- Work task
Please repeat each line of the data exactly, with nothing left out.
--- Input data Enclosed Below ---
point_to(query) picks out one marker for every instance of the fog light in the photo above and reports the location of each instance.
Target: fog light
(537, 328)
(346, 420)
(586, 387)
--- End of Enclosed Input data ---
- Exercise output
point_to(query) picks out one marker for every instance of the fog light in the photo above and reports the location of each instance.
Target: fog light
(537, 328)
(346, 420)
(586, 387)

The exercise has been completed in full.